• [Görev 1]:
Satırlarda "Confirm that each instance of the grasshopper" ifadesinin geçtiği satırdan başlayın ve satırların sonuna kadar, son satır da dahil olmak üzere, hepsini aynen tekrarlayın.
• [Görev 2]:
Destekten yoksun kalma tazminatına ilişkin karar metninin devamını yazın.

Somut olayda ; 24.01.2014 tarihinde dava dışı … plakalı araç sürücüsü … ile tespit edilemeyen araç sürücüsünün karıştığı kaza nedeni ile davacıların desteği …’ın vefat ettiği, davacılar tarafından kazaya karışan … plaka sayılı araç sürücüsü ve kaza tarihinde zorunlu mali mesuliyet sigortacısına karşı …. Asliye Hukuk Mahkemesi’nde destekten yoksun kalma talepli dava açıldığı, mahkemeden verilen 25.12.2018 tarih … E-… K sayılı karar ile davacılar lehine davalı sürücünün kusuru oranında tazminata hükmedildiği, kararın 27.03.2019 tarihinde kesinleştiği, davalı güvence hesabı tarafından davacı …’a 19.378 TL ve davacı …’a 18.619 TL ödeme yapıldığı , 04.11.2016 tarihinde davalı tarafından ibraname alındığı davacılar vekili tarafından davacılara ödenen miktar itibariyle davalı yanın ibra edildiği yazılarak ibranamenin imzalandığı görülmüştür.
Taraflar arasında ki uyuşmazlık imzalanan ibranamenin geçerli olup olmadığı ve davalının davacıların bakiye zararından sorumlu olup olmadığı noktasında toplanmaktadır.

• [Kayıtlı satırlar]:
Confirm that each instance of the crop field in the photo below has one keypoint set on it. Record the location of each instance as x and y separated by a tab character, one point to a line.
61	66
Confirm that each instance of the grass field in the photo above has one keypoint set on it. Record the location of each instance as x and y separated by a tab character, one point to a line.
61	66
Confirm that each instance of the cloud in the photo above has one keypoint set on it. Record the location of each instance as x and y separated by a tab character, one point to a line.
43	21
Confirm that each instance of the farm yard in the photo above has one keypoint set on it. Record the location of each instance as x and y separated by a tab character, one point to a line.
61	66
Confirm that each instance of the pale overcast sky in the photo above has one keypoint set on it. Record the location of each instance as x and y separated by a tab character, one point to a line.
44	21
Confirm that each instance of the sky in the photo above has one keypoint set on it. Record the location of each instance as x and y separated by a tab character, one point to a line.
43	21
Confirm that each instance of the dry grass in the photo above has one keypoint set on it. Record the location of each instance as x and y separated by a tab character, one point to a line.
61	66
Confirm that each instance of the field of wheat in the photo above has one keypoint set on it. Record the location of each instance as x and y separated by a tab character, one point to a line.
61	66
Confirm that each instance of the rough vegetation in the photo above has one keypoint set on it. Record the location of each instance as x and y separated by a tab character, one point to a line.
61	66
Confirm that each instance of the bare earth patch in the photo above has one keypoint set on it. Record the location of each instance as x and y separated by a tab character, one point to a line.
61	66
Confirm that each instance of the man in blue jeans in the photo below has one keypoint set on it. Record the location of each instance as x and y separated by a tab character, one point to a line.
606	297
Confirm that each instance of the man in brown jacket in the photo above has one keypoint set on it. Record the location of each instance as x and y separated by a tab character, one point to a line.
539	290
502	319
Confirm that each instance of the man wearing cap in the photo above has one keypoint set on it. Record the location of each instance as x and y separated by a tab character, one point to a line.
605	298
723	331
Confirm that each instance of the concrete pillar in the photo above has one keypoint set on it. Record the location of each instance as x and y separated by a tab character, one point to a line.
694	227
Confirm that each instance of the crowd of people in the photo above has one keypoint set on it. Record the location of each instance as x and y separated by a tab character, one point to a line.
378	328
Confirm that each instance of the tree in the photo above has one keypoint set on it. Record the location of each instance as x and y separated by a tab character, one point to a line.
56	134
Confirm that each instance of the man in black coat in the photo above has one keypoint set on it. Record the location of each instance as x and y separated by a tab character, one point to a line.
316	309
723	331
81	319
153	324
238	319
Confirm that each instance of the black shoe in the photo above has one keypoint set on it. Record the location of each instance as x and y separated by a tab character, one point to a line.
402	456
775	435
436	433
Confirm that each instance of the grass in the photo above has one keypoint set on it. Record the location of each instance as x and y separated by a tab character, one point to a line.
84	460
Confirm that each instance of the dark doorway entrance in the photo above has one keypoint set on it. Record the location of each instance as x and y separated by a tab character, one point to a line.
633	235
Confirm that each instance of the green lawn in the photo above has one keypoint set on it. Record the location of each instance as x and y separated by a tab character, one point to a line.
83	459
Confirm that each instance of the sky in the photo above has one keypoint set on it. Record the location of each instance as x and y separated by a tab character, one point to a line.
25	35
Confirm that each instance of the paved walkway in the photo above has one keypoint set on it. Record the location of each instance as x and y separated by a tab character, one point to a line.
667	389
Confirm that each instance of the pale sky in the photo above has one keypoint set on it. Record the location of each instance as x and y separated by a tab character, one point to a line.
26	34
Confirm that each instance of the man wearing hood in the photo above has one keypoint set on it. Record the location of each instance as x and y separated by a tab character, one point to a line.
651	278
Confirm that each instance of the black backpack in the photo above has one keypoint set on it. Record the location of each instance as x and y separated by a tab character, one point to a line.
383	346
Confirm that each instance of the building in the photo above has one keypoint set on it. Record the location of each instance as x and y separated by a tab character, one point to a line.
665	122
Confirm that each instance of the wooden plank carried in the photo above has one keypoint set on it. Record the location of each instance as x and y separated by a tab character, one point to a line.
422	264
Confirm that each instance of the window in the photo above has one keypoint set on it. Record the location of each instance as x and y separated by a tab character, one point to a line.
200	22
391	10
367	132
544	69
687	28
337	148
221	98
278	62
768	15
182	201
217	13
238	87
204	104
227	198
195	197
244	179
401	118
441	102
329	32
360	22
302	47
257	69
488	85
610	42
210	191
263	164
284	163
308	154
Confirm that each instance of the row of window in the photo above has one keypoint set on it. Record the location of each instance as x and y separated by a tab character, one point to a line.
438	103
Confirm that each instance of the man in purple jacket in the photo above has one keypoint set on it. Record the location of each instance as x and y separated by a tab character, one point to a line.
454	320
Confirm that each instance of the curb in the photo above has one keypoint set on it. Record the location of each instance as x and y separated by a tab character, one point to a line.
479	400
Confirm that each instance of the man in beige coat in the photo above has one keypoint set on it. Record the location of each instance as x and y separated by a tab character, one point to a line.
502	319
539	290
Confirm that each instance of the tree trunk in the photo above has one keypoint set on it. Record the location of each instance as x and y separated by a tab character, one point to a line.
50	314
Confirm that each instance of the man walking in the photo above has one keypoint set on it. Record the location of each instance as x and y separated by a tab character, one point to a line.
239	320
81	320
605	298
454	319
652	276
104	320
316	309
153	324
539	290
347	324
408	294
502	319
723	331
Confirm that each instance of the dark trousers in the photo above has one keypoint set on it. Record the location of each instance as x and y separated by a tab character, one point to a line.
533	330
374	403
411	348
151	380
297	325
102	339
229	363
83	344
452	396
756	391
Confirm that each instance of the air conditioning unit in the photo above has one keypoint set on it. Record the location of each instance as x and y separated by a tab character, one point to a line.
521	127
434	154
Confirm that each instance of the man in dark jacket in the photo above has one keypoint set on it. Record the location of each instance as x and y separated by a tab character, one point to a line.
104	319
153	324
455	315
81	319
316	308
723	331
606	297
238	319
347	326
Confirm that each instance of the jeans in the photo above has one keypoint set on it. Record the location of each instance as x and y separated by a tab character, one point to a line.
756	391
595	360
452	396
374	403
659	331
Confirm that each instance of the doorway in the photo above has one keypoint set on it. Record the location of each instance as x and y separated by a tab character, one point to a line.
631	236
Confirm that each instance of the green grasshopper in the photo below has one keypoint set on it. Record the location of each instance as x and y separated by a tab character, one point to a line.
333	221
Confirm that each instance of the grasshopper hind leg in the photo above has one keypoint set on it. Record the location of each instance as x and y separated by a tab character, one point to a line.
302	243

• [Beklenen cevap 1]:
Confirm that each instance of the grasshopper hind leg in the photo above has one keypoint set on it. Record the location of each instance as x and y separated by a tab character, one point to a line.
302	243

• [Beklenen cevap 2]:
Destekten yoksun kalma tazminatı, TBK’nın 53. Maddesi ile ölüm neticesinde uğranılan zararlar arasında sayılmıştır. Destekten yoksun kalma tazminatının amacı destekten yoksun kalanların desteğin ölümünden önceki yaşamlarındaki sosyal ve ekonomik durumlarının korunmasıdır. Olaydan sonraki dönemde de, destek olmasa bile, onun zamanındaki gibi aynı şekilde yaşayabilmesi için muhtaç olduğu paranın ödettirilmesidir.
Haksız bir eylem sonucu desteğini yitiren kimse TBK’nın 53. maddesine dayanarak uğradığı zararın ödetilmesini isteyebilir. Destekten yoksun kalma tazminatına hükmedilmesi için öncelikle, ölen ile destekten yoksun kalan arasında maddi yönden düzenli ve eylemli bir yardımın varlığı gerekir.
2918 sayılı KTK’nın 91. maddesiyle de; işletenin aynı Kanun’un 85. maddesinin birinci fıkrasına göre olan sorumluluklarının karşılanmasını sağlamak üzere mali sorumluluk sigortası (Karayolları Zorunlu Mali Sorumluluk Sigortası) yaptırma zorunluluğunu getirmiştir. Ancak işletenin 91. madde gereğince mali sorumluluk sigortası yaptırması gerektiği yönündeki bu düzenlemeye karşın yaptırmaması durumunda 3. kişilerin bedensel zararlarının karşılanması için Güvence Hesabı kurulmuştur.
Güvence Hesabı Yönetmeliği’nin “Hesaba Başvurulabilecek Haller” başlıklı 9. maddesi;
(1) Hesaba zorunlu sigortalara ilişkin olarak;
a) (Değişik bend: 19/06/2009 – 27263 S.R.G Yön\2.mad) Sigortalının veya sigortayı yaptırmakla sorumlu olanın tespit edilememesi durumunda kişiye gelen bedensel zararlar için…
Somut olay bakımından, tespit edilemeyen araç sürücüsü yönünden meydana gelen zarar nedeni ile davalının sorumluluğu bu düzenlemeye dayanmaktadır.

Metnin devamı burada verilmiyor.